* Start Entries supplied *

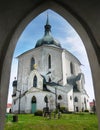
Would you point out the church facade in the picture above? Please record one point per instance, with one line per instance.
(49, 76)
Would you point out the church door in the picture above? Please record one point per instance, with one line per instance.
(33, 103)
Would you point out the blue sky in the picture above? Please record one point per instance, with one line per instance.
(63, 32)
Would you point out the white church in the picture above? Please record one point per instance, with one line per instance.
(49, 76)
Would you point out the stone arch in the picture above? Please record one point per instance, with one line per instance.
(76, 21)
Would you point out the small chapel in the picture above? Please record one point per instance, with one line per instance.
(49, 75)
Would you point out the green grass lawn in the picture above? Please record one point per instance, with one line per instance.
(66, 122)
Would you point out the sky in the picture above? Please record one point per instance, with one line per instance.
(64, 33)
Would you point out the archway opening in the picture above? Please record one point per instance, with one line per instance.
(68, 38)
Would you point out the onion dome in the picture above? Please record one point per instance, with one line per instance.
(48, 38)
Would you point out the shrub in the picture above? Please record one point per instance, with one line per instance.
(63, 109)
(38, 113)
(86, 110)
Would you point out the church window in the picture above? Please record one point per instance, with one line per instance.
(46, 99)
(33, 99)
(49, 61)
(32, 63)
(59, 97)
(71, 68)
(75, 99)
(35, 81)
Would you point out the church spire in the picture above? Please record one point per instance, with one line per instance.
(47, 26)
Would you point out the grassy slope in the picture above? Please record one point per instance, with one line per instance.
(66, 122)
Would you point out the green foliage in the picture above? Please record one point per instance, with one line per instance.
(66, 122)
(38, 113)
(86, 110)
(63, 109)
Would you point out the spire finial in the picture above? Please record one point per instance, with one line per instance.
(47, 22)
(47, 26)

* End Entries supplied *

Given problem
Apart from the pictures, the entries above are to be repeated in full and exactly.

The response
Would you point out the church facade in the picture above? Please record one point per instance, with one line per instance.
(49, 76)
Would you point out the church door in the picture above? Please record one point per instance, with one line per instance.
(33, 103)
Would you point out the blue sky in the picture above? Please record one point per instance, with one line per instance.
(63, 32)
Would you point out the white church in the picture above? Please record one point per instance, with one line per instance.
(49, 76)
Would you point out the stone arch in the picture above? Please record one point per instance, with one line per instance.
(76, 21)
Would you point out the small chapel in the picture above? Please record one point per instance, with one line per instance.
(49, 75)
Would you point out the green grass lawn in the picture above? Please record one point per instance, with one line per instance.
(66, 122)
Would you point out the sky in the picture above? Please record one point per instance, with one line per instance.
(64, 33)
Would you point out the archway opening in the picture above? Please record one point per instance, with one line per instance.
(68, 38)
Would you point out the onion dome in the picture above? Please record one point per instance, with one line per instance.
(48, 38)
Would you point out the shrub in the picture above? Please record one point per instance, with one line per instance.
(63, 109)
(38, 113)
(86, 110)
Would you point out the church window in the picture above? Please record one point per instance, with one line per instance.
(46, 99)
(33, 99)
(49, 61)
(32, 63)
(59, 97)
(71, 68)
(75, 99)
(35, 81)
Would you point out the church spire in the picture above? Please record one point per instance, with one line per instance.
(47, 26)
Would you point out the grassy slope in the picture above? Please record one point per instance, with one line per instance.
(66, 122)
Would you point out the green foliage in the picture above? Please record one point per instance, with one line per instance.
(66, 122)
(38, 113)
(86, 110)
(63, 109)
Would you point out the spire finial in the picture above? Please record one point per instance, with one line per instance.
(47, 22)
(47, 26)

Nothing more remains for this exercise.